Text passage:
Yeah, we try to – we want to stay conservative and projecting, I think for ahead, and we are certainly very excited for the listing of EDL, provincial EDL for GMOL and there are other products that we’re making efforts and listed ultimately in EDL as well, which we’ll be updating for our investors, yes so we’re (inaudible).

Adam Waldo – Lismore Partners LLC

Glad to here it. Thank you.

James J. Tong

Thanks, Adam.

Operator

Thank you. (Operator Instructions) And our next question comes from the line of (inaudible) please go ahead.

Unidentified Analyst

Thank you. I’ll start with my question. Hello, James, this is (inaudible).

James J. Tong

Hi, (inaudible).

Unidentified Analyst

And my first question is about GMOL, i.e. it was great. I think that (inaudible) GMOL in Q4 is on a high and we met higher than the – in the first three quarter and I would like to, can you give more color on that?

James J. Tong

Can you repeat the question because there was a little bit of noise there when you were talking?

Unidentified Analyst

I’m sorry, yeah. I think the sales growth rate for GMOL in Q4 has increased 2% year-over-year but GMOL sales and (inaudible) year-over-year basis and but (inaudible).

James J. Tong

Can you repeat the question? You meant that GMOL sales is higher in the fourth quarter than the other quarters, right?

Unidentified Analyst

Yes.

James J. Tong

Yeah, okay. Those have seasonality during the summer. We do experience a higher GMOL sales due to the increase of stroke patients. It could be due to various reasons, one of them we can think of it is that the summer, there is a higher chance of increase of blood viscosity and then there are certain cardiovascular diseases related to the increase of blood viscosity and that can certainly stimulate with sales in GMOL. And that has been the case for the past several years when GMOL introduced in the market. So in the fourth quarter usually we do experience a higher GMOL sale.

Unidentified Analyst

Okay. And my second question is about the tax. How much is the tax for upgrading the facilities on (inaudible) spend there?

James J. Tong

The tax (inaudible) expenditure?

Unidentified Analyst

Yes.

James J. Tong

We expect a $25 million in total which I think the $3 million to $5 million for the land use right and the rest of it will be for the construction.

Unidentified Analyst

Okay. Thank you. That’s my question.

James J. Tong

Thank you.

Operator

Thank you. And our next question is a follow-up from (inaudible) please go ahead.

Unidentified Analyst

Yes, James. Has there been any headway made on deals with Bangladesh or believe at the annual meeting there was a talk of possibly doing something with JCM change in the United States. Is there any headway been obtained on either one of those?

James J. Tong

So for the Bangladesh, due to the JCM delay, you meant RELATIONS International, we have been working with them and previously updated for other investors that we have signed the agreement of distribution. JCM testing operation took longer, so and that front, there is delay for further progress but as soon as we have really started JCM operation. And we are certainly moving ahead with that project. If there is any substantive progress we’ll be updating for you. For the U.S. side, we have already sent our samples to distribution company in U.S. with our name disclosed and we are certainly waiting for the response from them to see what type of collaboration we actually will be a pursuing going forward for our export business, yeah.

Unidentified Analyst

So for Bangladesh, you pretty much can’t count anything on that for fiscal year 2013, right?

James J. Tong

Towards the end of it 2013, we are talking about nine months from now, but there could be something substantive but not as early as this quarter or the next quarter.

Unidentified Analyst

Okay, thank you.

Operator

Thank you. And I’m showing there are no further questions. I’ll turn the call back to Mr. Tong for closing remarks.

James J. Tong

Thank you, operator. It’s been a pleasure to speak with you regarding the fiscal year 2012. Thanks for the questions. We will be updating with you the progress of Tianyin Pharmaceuticals from time to time and please feel free (inaudible) for any further question and follow-up. Thank you.

Operator

Ladies and gentlemen, this concludes our conference for today. We thank you for your participation. You may now disconnect.

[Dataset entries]
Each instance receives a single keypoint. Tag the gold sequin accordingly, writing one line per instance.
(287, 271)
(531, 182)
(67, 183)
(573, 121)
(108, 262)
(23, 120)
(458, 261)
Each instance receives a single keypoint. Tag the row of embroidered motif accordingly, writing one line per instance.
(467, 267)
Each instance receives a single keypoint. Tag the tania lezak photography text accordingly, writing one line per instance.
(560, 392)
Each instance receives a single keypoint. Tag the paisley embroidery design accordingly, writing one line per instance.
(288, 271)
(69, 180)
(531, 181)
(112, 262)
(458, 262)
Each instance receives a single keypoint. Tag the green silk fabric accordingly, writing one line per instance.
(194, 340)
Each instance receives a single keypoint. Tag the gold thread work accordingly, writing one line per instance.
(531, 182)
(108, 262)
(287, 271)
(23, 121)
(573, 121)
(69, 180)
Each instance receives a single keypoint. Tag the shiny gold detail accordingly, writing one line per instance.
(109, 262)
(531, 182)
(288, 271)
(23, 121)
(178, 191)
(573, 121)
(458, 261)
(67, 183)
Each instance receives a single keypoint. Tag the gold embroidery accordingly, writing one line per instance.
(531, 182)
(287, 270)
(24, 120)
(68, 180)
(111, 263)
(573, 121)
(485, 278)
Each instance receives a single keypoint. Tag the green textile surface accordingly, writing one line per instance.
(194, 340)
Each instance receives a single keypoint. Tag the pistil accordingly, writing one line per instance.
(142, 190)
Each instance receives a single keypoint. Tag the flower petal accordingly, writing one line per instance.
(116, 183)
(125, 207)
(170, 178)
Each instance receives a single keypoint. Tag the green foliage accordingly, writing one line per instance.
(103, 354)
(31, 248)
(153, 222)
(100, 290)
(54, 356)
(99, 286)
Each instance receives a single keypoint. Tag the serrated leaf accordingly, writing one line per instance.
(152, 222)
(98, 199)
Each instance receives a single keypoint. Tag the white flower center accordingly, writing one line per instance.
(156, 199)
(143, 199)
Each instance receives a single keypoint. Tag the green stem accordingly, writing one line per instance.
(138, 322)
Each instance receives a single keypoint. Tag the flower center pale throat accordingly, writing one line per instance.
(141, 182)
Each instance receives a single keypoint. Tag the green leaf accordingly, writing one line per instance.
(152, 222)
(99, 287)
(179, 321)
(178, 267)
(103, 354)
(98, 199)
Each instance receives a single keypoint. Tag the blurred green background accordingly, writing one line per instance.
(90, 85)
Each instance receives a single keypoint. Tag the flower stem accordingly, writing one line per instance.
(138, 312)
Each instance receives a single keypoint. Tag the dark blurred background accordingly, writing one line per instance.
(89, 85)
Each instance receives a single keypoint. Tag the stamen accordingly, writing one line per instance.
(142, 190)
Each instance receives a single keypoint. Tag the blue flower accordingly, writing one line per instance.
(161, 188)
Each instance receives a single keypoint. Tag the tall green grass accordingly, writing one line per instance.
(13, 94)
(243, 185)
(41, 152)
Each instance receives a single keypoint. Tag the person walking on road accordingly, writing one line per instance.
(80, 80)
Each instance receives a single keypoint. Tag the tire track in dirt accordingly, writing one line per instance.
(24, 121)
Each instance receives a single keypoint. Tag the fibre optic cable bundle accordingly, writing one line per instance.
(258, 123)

Directions for this task:
Rewrite everything in the conference call transcript from "I’m sorry, yeah." down to "other quarters, right?", changing "Q4" to "the fourth quarter". These dataset entries are separate material and have no connection to the conference call transcript.

Task response:
I’m sorry, yeah. I think the sales growth rate for GMOL in the fourth quarter has increased 2% year-over-year but GMOL sales and (inaudible) year-over-year basis and but (inaudible).

James J. Tong

Can you repeat the question? You meant that GMOL sales is higher in the fourth quarter than the other quarters, right?